→ **WHAT THIS TASK INVOLVES**:
Convert everything from the line containing "Could you point to the rooftop" down to the line containing "point(131, 295)" into a JSON list of strings, one string per line, leaving out blank lines.

→ **Data listing**:

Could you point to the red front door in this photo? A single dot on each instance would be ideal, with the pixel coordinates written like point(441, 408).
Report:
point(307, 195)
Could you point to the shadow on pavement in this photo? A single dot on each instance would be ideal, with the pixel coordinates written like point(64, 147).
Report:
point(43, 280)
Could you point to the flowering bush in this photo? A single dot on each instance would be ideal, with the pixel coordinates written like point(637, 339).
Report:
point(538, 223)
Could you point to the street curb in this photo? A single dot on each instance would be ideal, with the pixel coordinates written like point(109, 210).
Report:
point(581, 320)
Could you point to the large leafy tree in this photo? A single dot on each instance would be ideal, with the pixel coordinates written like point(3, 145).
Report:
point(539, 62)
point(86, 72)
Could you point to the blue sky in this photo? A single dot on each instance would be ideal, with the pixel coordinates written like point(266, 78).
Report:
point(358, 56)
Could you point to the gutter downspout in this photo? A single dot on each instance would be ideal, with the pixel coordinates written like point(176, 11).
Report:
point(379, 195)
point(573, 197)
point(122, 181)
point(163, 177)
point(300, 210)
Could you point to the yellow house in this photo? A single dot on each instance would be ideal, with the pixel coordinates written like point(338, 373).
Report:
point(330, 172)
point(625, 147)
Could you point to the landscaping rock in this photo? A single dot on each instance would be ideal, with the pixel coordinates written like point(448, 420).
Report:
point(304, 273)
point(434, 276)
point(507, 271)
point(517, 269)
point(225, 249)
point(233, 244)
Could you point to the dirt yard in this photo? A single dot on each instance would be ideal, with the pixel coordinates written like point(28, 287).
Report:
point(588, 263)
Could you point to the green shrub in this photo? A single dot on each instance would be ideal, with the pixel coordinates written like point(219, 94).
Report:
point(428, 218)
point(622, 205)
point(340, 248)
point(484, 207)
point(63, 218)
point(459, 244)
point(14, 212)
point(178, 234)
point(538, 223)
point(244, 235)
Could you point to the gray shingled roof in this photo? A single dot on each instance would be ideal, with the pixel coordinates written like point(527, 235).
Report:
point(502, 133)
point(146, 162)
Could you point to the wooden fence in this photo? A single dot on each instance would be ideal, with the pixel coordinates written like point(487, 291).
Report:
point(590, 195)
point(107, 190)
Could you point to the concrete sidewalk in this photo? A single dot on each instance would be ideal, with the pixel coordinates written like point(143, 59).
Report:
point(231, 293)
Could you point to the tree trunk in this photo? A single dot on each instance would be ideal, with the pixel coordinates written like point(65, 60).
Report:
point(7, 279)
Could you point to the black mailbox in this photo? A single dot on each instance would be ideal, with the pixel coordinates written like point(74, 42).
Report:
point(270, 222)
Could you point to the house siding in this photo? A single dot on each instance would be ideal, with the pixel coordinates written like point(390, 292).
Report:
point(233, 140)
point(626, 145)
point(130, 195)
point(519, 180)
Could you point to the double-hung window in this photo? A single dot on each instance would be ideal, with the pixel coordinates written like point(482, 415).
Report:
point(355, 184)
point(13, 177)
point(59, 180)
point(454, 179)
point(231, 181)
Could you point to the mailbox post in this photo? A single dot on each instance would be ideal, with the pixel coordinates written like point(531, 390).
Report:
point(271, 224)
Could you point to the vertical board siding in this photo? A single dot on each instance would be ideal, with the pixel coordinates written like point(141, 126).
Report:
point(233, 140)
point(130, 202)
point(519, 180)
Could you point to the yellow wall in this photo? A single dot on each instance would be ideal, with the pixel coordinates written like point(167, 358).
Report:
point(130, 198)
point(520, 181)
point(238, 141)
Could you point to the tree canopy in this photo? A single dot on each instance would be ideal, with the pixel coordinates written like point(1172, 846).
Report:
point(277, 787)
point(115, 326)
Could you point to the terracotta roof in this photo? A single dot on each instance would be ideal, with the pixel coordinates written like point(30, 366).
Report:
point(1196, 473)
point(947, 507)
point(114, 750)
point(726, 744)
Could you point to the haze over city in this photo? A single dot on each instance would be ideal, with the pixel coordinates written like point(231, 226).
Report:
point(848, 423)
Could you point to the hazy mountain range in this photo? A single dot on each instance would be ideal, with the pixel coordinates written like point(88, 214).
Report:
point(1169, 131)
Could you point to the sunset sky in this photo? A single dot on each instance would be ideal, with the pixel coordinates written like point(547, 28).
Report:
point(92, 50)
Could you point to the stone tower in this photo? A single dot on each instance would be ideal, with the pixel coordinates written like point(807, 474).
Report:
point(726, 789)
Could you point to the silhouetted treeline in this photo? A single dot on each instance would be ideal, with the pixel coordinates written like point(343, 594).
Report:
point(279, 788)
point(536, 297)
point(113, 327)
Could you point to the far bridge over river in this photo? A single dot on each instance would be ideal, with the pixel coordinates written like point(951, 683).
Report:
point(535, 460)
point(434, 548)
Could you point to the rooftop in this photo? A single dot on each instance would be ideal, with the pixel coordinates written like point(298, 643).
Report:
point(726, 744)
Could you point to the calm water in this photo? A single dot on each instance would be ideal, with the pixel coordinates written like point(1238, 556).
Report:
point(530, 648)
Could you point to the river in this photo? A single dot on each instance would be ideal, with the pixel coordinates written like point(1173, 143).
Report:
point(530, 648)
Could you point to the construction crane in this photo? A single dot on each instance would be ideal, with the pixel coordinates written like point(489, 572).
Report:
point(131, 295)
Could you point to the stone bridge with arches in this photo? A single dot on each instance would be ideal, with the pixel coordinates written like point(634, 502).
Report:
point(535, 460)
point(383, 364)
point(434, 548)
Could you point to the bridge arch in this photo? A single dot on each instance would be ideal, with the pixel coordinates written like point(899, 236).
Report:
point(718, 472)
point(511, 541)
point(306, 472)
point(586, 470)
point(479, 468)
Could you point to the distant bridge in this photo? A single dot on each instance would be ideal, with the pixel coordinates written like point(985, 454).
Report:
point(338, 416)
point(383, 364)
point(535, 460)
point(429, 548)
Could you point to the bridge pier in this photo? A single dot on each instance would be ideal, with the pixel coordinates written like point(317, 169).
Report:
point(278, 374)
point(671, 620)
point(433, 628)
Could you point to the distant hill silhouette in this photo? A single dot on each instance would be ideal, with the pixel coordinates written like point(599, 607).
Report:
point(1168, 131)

→ **SOLUTION TO THIS TASK**:
[
  "Could you point to the rooftop in this photo? A single dot on each instance would be ideal, with the pixel coordinates written like point(298, 643).",
  "Report:",
  "point(726, 744)",
  "Could you point to the calm water in this photo? A single dot on each instance would be ideal, with the pixel coordinates written like point(1238, 556).",
  "Report:",
  "point(530, 648)",
  "Could you point to the river in this photo? A single dot on each instance would be ideal, with the pixel coordinates written like point(1173, 143).",
  "Report:",
  "point(530, 648)",
  "Could you point to the construction crane in this photo? A single dot on each instance would be ideal, with the pixel coordinates written like point(489, 572).",
  "Report:",
  "point(131, 295)"
]